Exercise prompt
Exclude the images and repeat all remaining entries exactly.

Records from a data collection
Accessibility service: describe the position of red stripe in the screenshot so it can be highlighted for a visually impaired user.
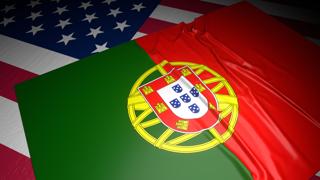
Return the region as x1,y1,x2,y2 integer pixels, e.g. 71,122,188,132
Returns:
158,0,319,40
0,144,35,180
0,61,37,101
139,18,176,34
160,0,223,14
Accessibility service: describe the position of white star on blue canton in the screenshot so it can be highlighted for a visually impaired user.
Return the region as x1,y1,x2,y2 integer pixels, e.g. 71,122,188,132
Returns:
113,20,130,32
102,0,116,5
55,18,72,29
26,24,44,35
108,8,122,17
1,4,15,13
82,13,98,23
57,33,76,45
27,0,42,8
53,6,69,15
131,3,145,12
0,16,15,27
26,11,42,21
78,1,93,10
87,26,103,39
92,42,108,53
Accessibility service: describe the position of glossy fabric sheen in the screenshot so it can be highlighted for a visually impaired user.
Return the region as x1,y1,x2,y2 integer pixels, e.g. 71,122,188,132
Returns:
136,2,320,179
16,41,251,180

Task output
Accessibility service: describe the position of red stripe in the screenshot so it can be highlighted for a visually impaired user.
Return the region as x1,y1,x2,y2 integer pixels, e.g. 71,122,188,132
Returns:
158,0,319,40
0,144,35,180
0,61,37,101
139,18,176,34
160,0,223,14
Accessibility service: describe the position of white star on blue canton in the screenshot so it can be highlighted for a visually impaired user.
Return the region as x1,y1,x2,y2 integer pixels, e.g. 71,122,188,132
Returns:
113,20,130,32
102,0,116,5
55,18,72,29
26,24,44,35
108,8,122,17
1,4,15,13
82,13,98,23
57,33,76,45
27,0,42,8
53,6,69,15
131,3,145,12
0,16,15,27
26,11,42,21
78,1,93,10
87,26,103,39
92,42,108,53
Accessibility service: describe the position of glossy fabric sheen in the screenshot so it can be highlighted for a visually impaired user.
Return the region as x1,y1,x2,y2 integer pixels, e.g. 71,122,188,132
Returns:
136,2,320,179
16,41,251,180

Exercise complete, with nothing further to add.